Bug 1427895

Summary: EPEL7: Updating Nagios from 4.0.8 to 4.2.4 breaks existing installations
Product: [Fedora] Fedora EPEL Reporter: Lenz Grimmer <lenz>
Component: nagiosAssignee: Stephen John Smoogen <smooge>
Status: CLOSED CANTFIX QA Contact: Fedora Extras Quality Assurance <extras-qa>
Severity: unspecified Docs Contact:
Priority: unspecified    
Version: epel7CC: affix, athmanem, b.heden, jose.p.oliveira.oss, lemenkov, linux, ondrejj, shawn.starr, smooge, smooge, s, swilkerson
Target Milestone: ---   
Target Release: ---   
Hardware: Unspecified   
OS: Unspecified   
Whiteboard:
Fixed In Version: Doc Type: If docs needed, set a value
Doc Text:
Story Points: ---
Clone Of: Environment:
Last Closed: 2017-03-02 16:32:37 UTC Type: Bug
Regression: --- Mount Type: ---
Documentation: --- CRM:
Verified Versions: Category: ---
oVirt Team: --- RHEL 7.3 requirements from Atomic Host:
Cloudforms Team: --- Target Upstream Version:
Embargoed:
Attachments:
Description Flags
Differences in nagios.cfg from version 4.0.8 to 4.2.4 none

Description Lenz Grimmer 2017-03-01 13:21:40 UTC
Created attachment 1258679 [details]
Differences in nagios.cfg from version 4.0.8 to 4.2.4

Description of problem:

When running "yum update" on en EL7 system that is subscribed to the EPEL7 yum repo, Nagios will be updated from version 4.0.8 to 4.2.4. After the update, Nagios refuses to start with an old configuration:

# systemctl start nagios
Job for nagios.service failed because the control process exited with error code. See "systemctl status nagios.service" and "journalctl -xe" for details.

■ Dataset extract ■
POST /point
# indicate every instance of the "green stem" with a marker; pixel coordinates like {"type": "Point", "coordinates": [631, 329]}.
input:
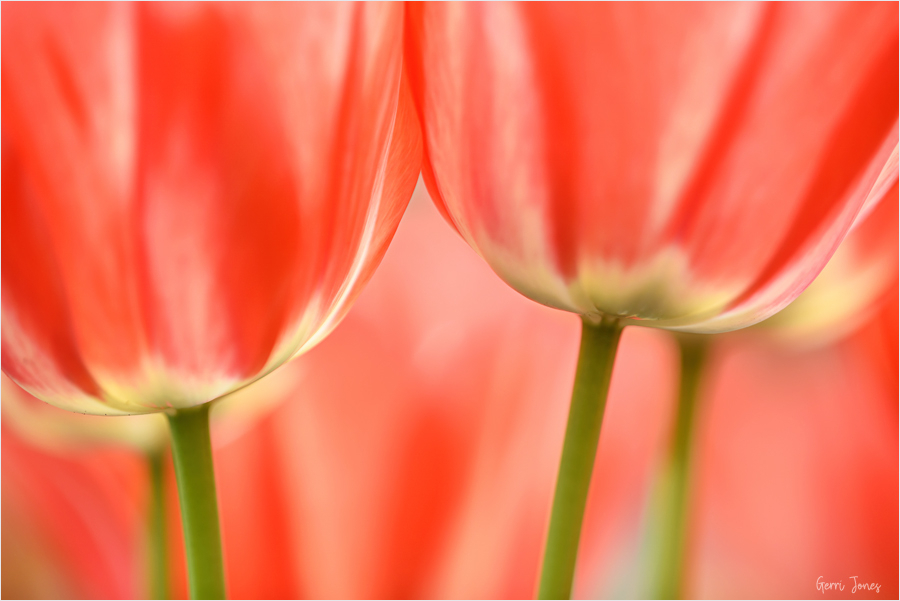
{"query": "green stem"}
{"type": "Point", "coordinates": [158, 569]}
{"type": "Point", "coordinates": [676, 484]}
{"type": "Point", "coordinates": [192, 453]}
{"type": "Point", "coordinates": [592, 376]}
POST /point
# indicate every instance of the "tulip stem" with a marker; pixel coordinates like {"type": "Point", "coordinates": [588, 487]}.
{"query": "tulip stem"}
{"type": "Point", "coordinates": [592, 376]}
{"type": "Point", "coordinates": [158, 568]}
{"type": "Point", "coordinates": [675, 486]}
{"type": "Point", "coordinates": [192, 453]}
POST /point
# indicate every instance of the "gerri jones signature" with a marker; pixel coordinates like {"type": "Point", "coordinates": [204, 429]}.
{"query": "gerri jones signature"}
{"type": "Point", "coordinates": [823, 586]}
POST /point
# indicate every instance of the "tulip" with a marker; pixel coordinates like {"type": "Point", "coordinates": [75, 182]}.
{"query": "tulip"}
{"type": "Point", "coordinates": [194, 195]}
{"type": "Point", "coordinates": [849, 290]}
{"type": "Point", "coordinates": [684, 167]}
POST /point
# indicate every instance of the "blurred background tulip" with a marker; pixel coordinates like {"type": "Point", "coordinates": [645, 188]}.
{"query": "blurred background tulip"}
{"type": "Point", "coordinates": [413, 454]}
{"type": "Point", "coordinates": [193, 193]}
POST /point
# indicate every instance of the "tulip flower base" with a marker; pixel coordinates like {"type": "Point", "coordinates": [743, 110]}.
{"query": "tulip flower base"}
{"type": "Point", "coordinates": [192, 454]}
{"type": "Point", "coordinates": [596, 356]}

■ To be done ■
[1] Using the bug report, decide whether each statement agrees with it: (a) The update moves Nagios from version 4.0.8 to 4.2.4. (b) The priority of the bug is set to high. (c) After the update, Nagios starts normally with an old configuration. Answer each with yes or no and quote the deciding words.
[2] List each line of the rows that contains the string "background".

■ Expected outputs ■
[1]
(a) Yes: "Nagios will be updated from version 4.0.8 to 4.2.4"
(b) No: "Priority: unspecified"
(c) No: "Nagios refuses to start with an old configuration"

[2]
# indicate every instance of the "blurred background tulip" with a marker; pixel coordinates like {"type": "Point", "coordinates": [645, 188]}.
{"query": "blurred background tulip"}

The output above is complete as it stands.